> [ACTIVITY]:
Could you please reproduce every record below exactly, leaving out the pictures?

> [RECORDS FOR THIS EXERCISE]:
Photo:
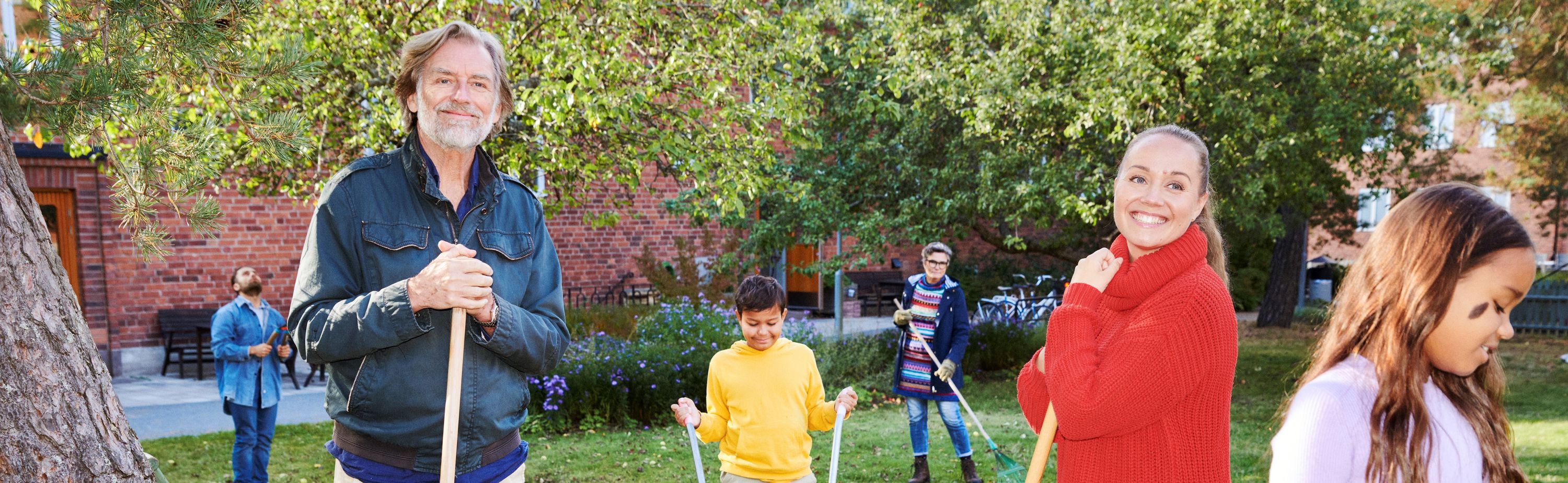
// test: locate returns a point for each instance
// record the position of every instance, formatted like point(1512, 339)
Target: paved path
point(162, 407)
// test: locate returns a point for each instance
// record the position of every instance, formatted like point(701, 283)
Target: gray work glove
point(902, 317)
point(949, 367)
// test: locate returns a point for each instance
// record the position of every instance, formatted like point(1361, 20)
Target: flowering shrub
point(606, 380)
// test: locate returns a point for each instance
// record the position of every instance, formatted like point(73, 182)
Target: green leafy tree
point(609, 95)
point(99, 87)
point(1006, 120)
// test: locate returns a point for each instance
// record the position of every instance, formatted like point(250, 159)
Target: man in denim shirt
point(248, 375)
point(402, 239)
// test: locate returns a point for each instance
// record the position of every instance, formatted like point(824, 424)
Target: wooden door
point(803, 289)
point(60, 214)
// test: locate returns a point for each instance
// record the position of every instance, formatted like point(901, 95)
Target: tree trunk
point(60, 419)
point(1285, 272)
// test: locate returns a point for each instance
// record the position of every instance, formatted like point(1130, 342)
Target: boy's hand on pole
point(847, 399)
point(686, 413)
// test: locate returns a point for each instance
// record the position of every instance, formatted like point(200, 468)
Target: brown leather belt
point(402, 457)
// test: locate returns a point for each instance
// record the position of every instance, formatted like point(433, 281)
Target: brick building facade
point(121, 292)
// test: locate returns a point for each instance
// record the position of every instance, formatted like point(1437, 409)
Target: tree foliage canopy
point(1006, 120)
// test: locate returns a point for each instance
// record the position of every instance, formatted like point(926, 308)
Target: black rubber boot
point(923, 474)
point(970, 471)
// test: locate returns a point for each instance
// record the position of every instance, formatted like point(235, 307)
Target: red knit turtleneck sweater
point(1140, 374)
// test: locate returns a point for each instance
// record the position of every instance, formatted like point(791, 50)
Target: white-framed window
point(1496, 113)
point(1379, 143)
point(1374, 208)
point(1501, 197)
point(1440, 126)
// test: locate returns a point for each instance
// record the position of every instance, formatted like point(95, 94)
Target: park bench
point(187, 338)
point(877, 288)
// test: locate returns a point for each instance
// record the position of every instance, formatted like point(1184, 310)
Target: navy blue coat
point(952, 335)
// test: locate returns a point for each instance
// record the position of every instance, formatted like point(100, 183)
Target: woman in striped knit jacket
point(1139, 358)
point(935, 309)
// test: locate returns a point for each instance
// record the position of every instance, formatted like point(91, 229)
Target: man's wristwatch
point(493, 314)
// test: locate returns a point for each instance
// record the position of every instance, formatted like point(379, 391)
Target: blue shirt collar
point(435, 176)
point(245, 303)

> [RESULT OF THE TASK]:
Photo:
// test: locate returns a point for each instance
// record the position of every instance, formatted like point(1512, 339)
Target: paved path
point(162, 407)
// test: locate returns a point for each instance
// record the position of every instance, formatted like point(701, 283)
Target: gray work glove
point(902, 317)
point(949, 367)
// test: locate returns a point for each instance
// record the position of every instance, formatted like point(1361, 20)
Target: flowering shrub
point(606, 380)
// test: locate returns a point for each instance
// record the position of every instance, formatted like point(73, 182)
Target: green leafy tree
point(609, 95)
point(99, 87)
point(1006, 120)
// test: locate returns a point for each instance
// record the position of every instance, formatted like point(250, 159)
Target: man in denim shirt
point(248, 375)
point(402, 239)
// test: locate returns a point for each instance
// record the position of every instance, formatted like point(824, 424)
Target: wooden door
point(803, 289)
point(60, 214)
// test: locate returns a point for each instance
// record the position of every instance, formatted like point(901, 95)
Target: tree trunk
point(60, 419)
point(1285, 272)
// test: locate returns a point for each instance
// record the position of every instance, formatted like point(1130, 342)
Target: boy's hand on pole
point(847, 399)
point(686, 413)
// test: locate returns a point for each instance
// record the position of every instance, formatted like point(200, 468)
Target: brown leather belt
point(402, 457)
// test: locate returns a point for each instance
// record the position of every instance, formatted like point(433, 281)
Target: brick building facade
point(121, 292)
// test: locate returns a point for each instance
// record the position of every instance, formatted like point(1437, 409)
Target: tree foliage canopy
point(1006, 120)
// test: locate returns a point for each instance
// record the position of every instance, formatted like point(926, 308)
Target: black rubber boot
point(923, 474)
point(970, 471)
// test: locate returns a point for each instance
// record the position of every instance, formatted like point(235, 307)
Target: red knit turtleneck sweater
point(1140, 374)
// test: locate returns a point for each instance
// record the position of every instance, formatted like point(791, 50)
Target: white-framed window
point(1496, 113)
point(1379, 143)
point(1374, 208)
point(1501, 197)
point(1440, 126)
// test: locate returns a point for each instance
// record the position of every instance, formatted like point(95, 94)
Target: park bench
point(187, 338)
point(877, 288)
// test: locate returns a point for each instance
// record the position of every instance, formatted like point(1184, 310)
Target: navy blue coat
point(952, 335)
// test: locate returns a point for each instance
// record the position of every instance, formatted like point(100, 183)
Target: woman in striped knit jacket
point(1139, 358)
point(935, 309)
// test: locate returns a point for each instance
// record the position of every instance, formatted like point(91, 229)
Target: man's wristwatch
point(493, 314)
// test: locate returns a point for each instance
// record the position of every instance, formatted like point(379, 391)
Target: blue shirt collar
point(435, 176)
point(245, 303)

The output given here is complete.